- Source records
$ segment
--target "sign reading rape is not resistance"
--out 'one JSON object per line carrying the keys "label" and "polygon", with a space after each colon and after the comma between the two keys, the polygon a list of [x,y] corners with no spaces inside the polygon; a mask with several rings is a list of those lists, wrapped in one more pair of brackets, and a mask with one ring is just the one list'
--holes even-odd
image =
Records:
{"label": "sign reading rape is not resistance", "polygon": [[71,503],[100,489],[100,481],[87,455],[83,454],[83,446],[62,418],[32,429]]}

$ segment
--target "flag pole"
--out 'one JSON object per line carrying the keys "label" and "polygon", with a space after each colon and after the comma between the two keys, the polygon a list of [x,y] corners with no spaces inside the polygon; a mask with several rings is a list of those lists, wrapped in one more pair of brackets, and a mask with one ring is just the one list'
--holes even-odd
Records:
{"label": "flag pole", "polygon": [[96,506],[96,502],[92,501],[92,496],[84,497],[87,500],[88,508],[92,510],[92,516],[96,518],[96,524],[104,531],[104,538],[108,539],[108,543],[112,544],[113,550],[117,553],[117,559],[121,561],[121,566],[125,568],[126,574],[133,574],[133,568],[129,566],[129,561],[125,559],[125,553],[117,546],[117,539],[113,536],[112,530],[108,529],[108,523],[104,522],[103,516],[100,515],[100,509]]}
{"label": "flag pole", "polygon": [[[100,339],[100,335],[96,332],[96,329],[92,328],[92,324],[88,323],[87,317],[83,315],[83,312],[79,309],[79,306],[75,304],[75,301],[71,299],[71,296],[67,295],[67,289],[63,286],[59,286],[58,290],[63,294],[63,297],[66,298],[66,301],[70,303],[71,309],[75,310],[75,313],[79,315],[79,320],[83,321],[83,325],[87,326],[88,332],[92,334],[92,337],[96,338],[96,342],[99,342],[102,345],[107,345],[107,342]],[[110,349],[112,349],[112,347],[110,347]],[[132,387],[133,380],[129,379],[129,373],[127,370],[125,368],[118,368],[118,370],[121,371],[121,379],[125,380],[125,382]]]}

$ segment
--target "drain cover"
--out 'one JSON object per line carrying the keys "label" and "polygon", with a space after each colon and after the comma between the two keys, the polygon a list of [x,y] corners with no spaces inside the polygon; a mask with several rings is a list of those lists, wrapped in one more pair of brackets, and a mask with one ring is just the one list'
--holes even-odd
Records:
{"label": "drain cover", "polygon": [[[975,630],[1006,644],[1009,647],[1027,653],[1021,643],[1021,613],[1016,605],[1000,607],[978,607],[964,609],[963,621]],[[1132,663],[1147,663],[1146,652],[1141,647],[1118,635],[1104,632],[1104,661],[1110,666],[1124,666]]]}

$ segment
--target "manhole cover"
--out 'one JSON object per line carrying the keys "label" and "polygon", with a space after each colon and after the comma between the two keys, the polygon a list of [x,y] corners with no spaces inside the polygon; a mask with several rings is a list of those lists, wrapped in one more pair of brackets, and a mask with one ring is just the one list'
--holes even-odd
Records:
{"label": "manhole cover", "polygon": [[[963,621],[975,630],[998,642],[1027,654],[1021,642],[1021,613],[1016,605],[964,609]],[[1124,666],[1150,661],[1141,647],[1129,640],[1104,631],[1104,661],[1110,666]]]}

- About this task
Using the exact wording, repeat all the entries.

- Final answer
$ segment
--target "sign reading rape is not resistance"
--out 'one JSON object per line carrying the keys "label" and "polygon", with a space after each colon and after the comma between the two keys, the polygon a list of [x,y] corners with no spaces inside the polygon; a mask with several rings is a list of those lists, wrapped in one more pair of brackets, and a mask with one ring is just the one list'
--holes even-odd
image =
Records:
{"label": "sign reading rape is not resistance", "polygon": [[71,503],[100,489],[100,481],[87,455],[83,454],[83,446],[62,418],[32,429]]}

$ segment
--target "flag pole"
--out 'one JSON object per line carrying the keys "label" and "polygon", with a space after each colon and after the comma between the two keys, the polygon a list of [x,y] corners with no spaces inside the polygon; a mask with several rings is a list of those lists, wrapped in one more pair of brackets, and a mask with one ring is just the one list'
--holes even-odd
Records:
{"label": "flag pole", "polygon": [[96,506],[96,502],[92,501],[92,496],[84,497],[87,500],[88,508],[92,510],[92,516],[96,518],[96,524],[104,531],[104,538],[108,539],[108,543],[112,544],[113,550],[117,553],[117,559],[121,561],[121,566],[125,568],[126,574],[133,574],[133,568],[129,566],[129,561],[125,559],[125,553],[117,546],[117,539],[113,536],[112,530],[108,529],[108,523],[104,522],[103,516],[100,515],[100,509]]}
{"label": "flag pole", "polygon": [[[100,339],[100,335],[96,332],[96,329],[92,328],[92,324],[88,323],[87,317],[83,315],[83,312],[79,309],[79,306],[75,304],[75,301],[71,299],[71,296],[67,295],[67,289],[63,286],[59,286],[58,290],[63,294],[63,297],[66,298],[66,301],[70,303],[71,309],[75,310],[75,313],[79,315],[79,320],[83,321],[83,325],[87,326],[88,332],[92,334],[92,337],[96,338],[96,342],[99,342],[102,345],[107,345],[107,342]],[[110,349],[112,349],[112,347],[110,347]],[[132,387],[133,380],[129,379],[129,373],[127,370],[125,368],[118,368],[118,370],[121,371],[121,379],[125,380],[125,382]]]}

$ segment
--target "drain cover"
--out 'one JSON object per line carrying the keys "label" and "polygon", with a space after each colon and after the comma between the two keys, the polygon a list of [x,y] corners with no spaces inside the polygon; a mask with several rings is a list of those lists, wrapped in one more pair of brackets, and a mask with one ring is just the one list'
--holes even-odd
Records:
{"label": "drain cover", "polygon": [[[975,630],[1006,644],[1009,647],[1027,653],[1021,643],[1021,613],[1016,605],[1000,607],[978,607],[964,609],[963,621]],[[1132,663],[1147,663],[1146,652],[1141,647],[1118,635],[1104,632],[1104,661],[1110,666],[1124,666]]]}

$ segment
--target "manhole cover"
--out 'one JSON object per line carrying the keys "label" and "polygon", with a space after each colon and after the comma between the two keys, the polygon a list of [x,y] corners with no spaces inside the polygon; a mask with several rings is a list of those lists, wrapped in one more pair of brackets, and a mask with one ring is just the one list'
--holes even-odd
Records:
{"label": "manhole cover", "polygon": [[[963,621],[975,630],[998,642],[1027,654],[1021,642],[1021,613],[1016,605],[964,609]],[[1124,666],[1150,661],[1141,647],[1129,640],[1104,631],[1104,661],[1110,666]]]}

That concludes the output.